• **Entries supplied**:
[Start of Attachment]

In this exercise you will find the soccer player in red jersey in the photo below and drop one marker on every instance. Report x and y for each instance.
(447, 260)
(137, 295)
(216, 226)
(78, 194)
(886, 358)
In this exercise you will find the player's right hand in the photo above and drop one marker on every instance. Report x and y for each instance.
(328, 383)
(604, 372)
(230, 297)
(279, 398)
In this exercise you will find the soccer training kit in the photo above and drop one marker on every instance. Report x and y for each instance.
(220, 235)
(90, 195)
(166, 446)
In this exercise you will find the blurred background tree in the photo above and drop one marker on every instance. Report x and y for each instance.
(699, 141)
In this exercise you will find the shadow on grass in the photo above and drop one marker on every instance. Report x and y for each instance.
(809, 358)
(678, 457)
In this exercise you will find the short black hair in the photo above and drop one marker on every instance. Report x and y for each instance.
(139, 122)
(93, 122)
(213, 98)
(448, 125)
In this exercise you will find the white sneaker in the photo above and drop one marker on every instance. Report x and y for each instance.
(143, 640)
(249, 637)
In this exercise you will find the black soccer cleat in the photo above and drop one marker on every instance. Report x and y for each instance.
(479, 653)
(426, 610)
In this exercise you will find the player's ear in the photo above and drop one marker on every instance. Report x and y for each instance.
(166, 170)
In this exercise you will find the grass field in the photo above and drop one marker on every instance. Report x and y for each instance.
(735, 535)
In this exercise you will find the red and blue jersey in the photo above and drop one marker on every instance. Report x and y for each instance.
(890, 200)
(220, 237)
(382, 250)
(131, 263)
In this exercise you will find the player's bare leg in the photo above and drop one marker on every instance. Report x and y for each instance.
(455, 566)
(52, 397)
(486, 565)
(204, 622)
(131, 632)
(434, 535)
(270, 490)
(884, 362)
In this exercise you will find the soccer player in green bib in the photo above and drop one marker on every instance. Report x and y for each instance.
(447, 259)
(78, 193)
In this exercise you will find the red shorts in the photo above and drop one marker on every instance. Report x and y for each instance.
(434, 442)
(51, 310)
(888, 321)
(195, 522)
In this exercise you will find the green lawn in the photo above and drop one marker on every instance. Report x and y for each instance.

[End of Attachment]

• **Description of the task**:
Repeat all of the material, exactly as it reads.

• **The answer**:
In this exercise you will find the soccer player in red jersey in the photo below and drop one marker on every instance. Report x and y for each instance.
(447, 260)
(137, 295)
(216, 226)
(78, 194)
(886, 358)
In this exercise you will find the player's right hand in the photo above and drop one marker on every instance. Report x and y for each instance.
(328, 383)
(604, 372)
(230, 297)
(279, 398)
In this exercise you will find the soccer training kit in the photo above and drop one marker on every instance. Report x and y for each instance.
(220, 235)
(90, 195)
(166, 446)
In this exercise you will find the blurred background tree in the photo above and drop one marker on every instance. Report x and y for each instance.
(699, 141)
In this exercise you will find the shadow on grass in the photo above and drop one marker on every instance. Report x and y for each instance.
(809, 358)
(678, 457)
In this exercise you will find the short black hair in the photo above and drop one marker on every instance. Report x and y for each instance.
(139, 122)
(93, 122)
(213, 98)
(448, 125)
In this exercise you will find the white sneaker in the photo above and drop one marker on every instance. Report x and y for each instance.
(143, 640)
(249, 637)
In this exercise you will find the black soccer cleat in the photo above and drop one marker on every instance. Report x and y for each instance.
(479, 653)
(426, 610)
In this exercise you will find the player's ear in the photo above and drop one marker on every instance. Report x and y for each instance.
(166, 170)
In this exercise you will find the grass field in the photo above and drop one marker on every instance. Report x and y for each instance.
(735, 535)
In this exercise you will find the red and blue jersey in the photo above and drop one marker on every instance. Report x and y for each instance.
(890, 200)
(220, 237)
(382, 250)
(131, 263)
In this exercise you will find the player's bare leg in the photo above and drop one marker on every instance. Report x and y for each instance.
(455, 566)
(52, 397)
(486, 565)
(204, 622)
(131, 632)
(434, 535)
(270, 490)
(884, 362)
In this exercise you will find the soccer player in green bib in the photo above and drop one marker on every instance. Report x and y for each instance.
(447, 259)
(78, 193)
In this exercise you will find the red shorts in the photo above and drop one marker on every instance. Report x and y for each instance.
(434, 442)
(51, 310)
(888, 321)
(195, 522)
In this exercise you will find the green lawn in the photo above and drop one marker on every instance. Report x and y for each instance.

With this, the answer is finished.